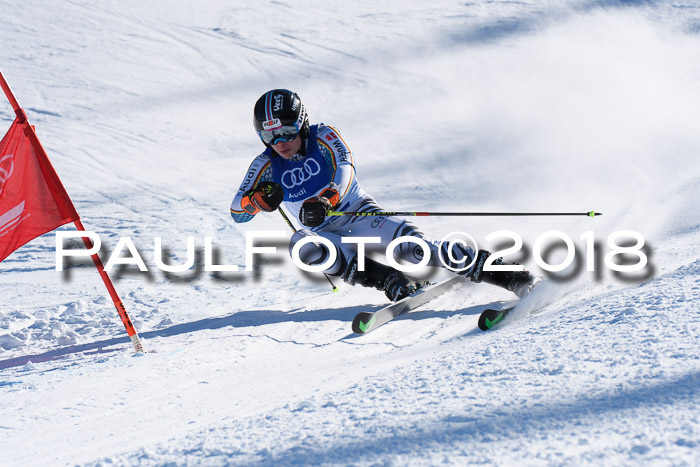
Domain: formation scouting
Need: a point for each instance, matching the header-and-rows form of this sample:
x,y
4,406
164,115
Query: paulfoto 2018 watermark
x,y
625,251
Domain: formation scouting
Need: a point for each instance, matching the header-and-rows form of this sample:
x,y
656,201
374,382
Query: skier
x,y
311,169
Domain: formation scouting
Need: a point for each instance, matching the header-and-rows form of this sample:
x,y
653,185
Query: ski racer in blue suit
x,y
311,170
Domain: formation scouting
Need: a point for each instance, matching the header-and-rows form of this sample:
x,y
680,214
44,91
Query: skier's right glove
x,y
313,211
267,196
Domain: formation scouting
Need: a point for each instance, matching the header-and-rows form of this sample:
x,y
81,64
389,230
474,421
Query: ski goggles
x,y
283,133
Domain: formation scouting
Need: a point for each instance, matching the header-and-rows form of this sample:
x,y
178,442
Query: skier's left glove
x,y
267,196
313,211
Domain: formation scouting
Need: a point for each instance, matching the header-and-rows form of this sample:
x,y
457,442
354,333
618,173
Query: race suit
x,y
328,161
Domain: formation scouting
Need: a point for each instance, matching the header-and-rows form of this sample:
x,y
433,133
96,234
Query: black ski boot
x,y
518,282
393,282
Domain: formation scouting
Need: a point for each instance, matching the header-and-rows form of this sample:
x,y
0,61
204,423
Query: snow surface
x,y
145,109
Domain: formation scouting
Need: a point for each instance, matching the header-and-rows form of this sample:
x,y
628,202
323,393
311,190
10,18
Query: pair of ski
x,y
367,321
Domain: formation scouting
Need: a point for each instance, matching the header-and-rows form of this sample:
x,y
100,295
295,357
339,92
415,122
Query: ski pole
x,y
411,213
291,226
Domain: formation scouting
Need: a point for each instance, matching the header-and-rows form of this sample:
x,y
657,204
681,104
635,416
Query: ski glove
x,y
313,211
267,196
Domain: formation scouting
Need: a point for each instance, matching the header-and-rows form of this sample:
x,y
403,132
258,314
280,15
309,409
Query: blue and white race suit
x,y
328,162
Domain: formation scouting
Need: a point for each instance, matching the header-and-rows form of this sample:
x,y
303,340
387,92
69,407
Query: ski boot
x,y
393,282
518,282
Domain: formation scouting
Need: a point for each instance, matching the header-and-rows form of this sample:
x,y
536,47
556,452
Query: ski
x,y
490,317
367,321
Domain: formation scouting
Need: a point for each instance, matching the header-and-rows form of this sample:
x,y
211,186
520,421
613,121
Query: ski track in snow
x,y
559,105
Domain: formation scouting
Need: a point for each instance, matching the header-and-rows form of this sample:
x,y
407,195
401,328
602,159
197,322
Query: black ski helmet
x,y
280,108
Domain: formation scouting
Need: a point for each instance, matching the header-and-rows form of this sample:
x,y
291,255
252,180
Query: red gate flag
x,y
32,198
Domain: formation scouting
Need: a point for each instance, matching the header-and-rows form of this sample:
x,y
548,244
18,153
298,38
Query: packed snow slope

* [Task objective]:
Return each record as written, minus its images.

* [Exercise solution]:
Domain: formation scouting
Need: a point for each instance, matching the header-and-rows form of this sample:
x,y
4,406
164,115
Query: paulfoto 2018 watermark
x,y
625,251
Domain: formation scouting
Need: a point for each instance, matching the header-and-rows form of this sample:
x,y
656,201
374,382
Query: skier
x,y
311,169
Domain: formation scouting
Need: a point for each instance, matching the header-and-rows form of this sample:
x,y
653,185
Query: ski racer in blue suit
x,y
311,170
Domain: formation scouting
Need: a point for each instance, matching the header-and-rows form of this sample:
x,y
680,214
44,91
Query: skier's right glove
x,y
313,211
267,196
Domain: formation scouting
Need: a point for each instance, matching the header-and-rows form of this sample:
x,y
81,64
389,230
474,421
Query: ski goggles
x,y
283,133
Domain: formation scouting
Need: a point for each instance, matching the header-and-rows form of this sample:
x,y
178,442
Query: skier's left glove
x,y
267,196
313,211
Domain: formation scouting
Need: a point for each instance, matching the header-and-rows form of this sample:
x,y
457,442
354,333
618,173
Query: race suit
x,y
328,161
Domain: formation scouting
Need: a point for each instance, matching the header-and-rows form of this sample:
x,y
433,133
96,234
Query: black ski boot
x,y
518,282
393,282
Domain: formation scouting
Need: a point for each instance, matching the header-and-rows form of this sample:
x,y
0,61
204,423
Query: snow surface
x,y
145,109
Domain: formation scouting
Need: a point for each instance, matching the header-and-rows form of this sample:
x,y
628,202
323,393
311,190
10,18
Query: pair of ski
x,y
367,321
Domain: formation scouting
Need: a point for each instance, matching the header-and-rows form of this sample:
x,y
100,295
295,357
339,92
415,122
Query: ski pole
x,y
411,213
291,226
Domain: formation scouting
Need: a point for each instance, matching the header-and-rows form of this sample:
x,y
657,204
681,104
635,416
Query: ski glove
x,y
313,211
267,196
Domain: formation scouting
Need: a point for each instance, matching the header-and-rows form of this sample:
x,y
403,132
258,314
280,15
309,409
Query: blue and white race suit
x,y
328,162
Domain: formation scouting
Need: a point for each instance, matching the header-and-rows form of this sample:
x,y
303,340
387,92
69,407
Query: ski boot
x,y
393,282
518,282
Domain: formation scouting
Need: a point for each instance, matching the header-and-rows form of this sample:
x,y
536,47
556,452
Query: ski
x,y
490,317
367,321
Domain: formation scouting
Need: a point for each instance, matching the header-and-rows form of this sample:
x,y
211,186
520,421
613,121
Query: ski track in snow
x,y
559,105
Domain: formation scouting
Need: a point for each instance, matching the header-and-rows form of this sample:
x,y
407,195
401,328
602,159
197,322
Query: black ski helmet
x,y
280,108
Domain: formation scouting
Need: a point for each instance, matching the header-and-rows form of this sample:
x,y
291,255
252,180
Query: red gate flag
x,y
32,198
Domain: formation scouting
Need: a point for each instance, matching the header-and-rows form of this sample:
x,y
548,244
18,153
298,38
Query: packed snow slope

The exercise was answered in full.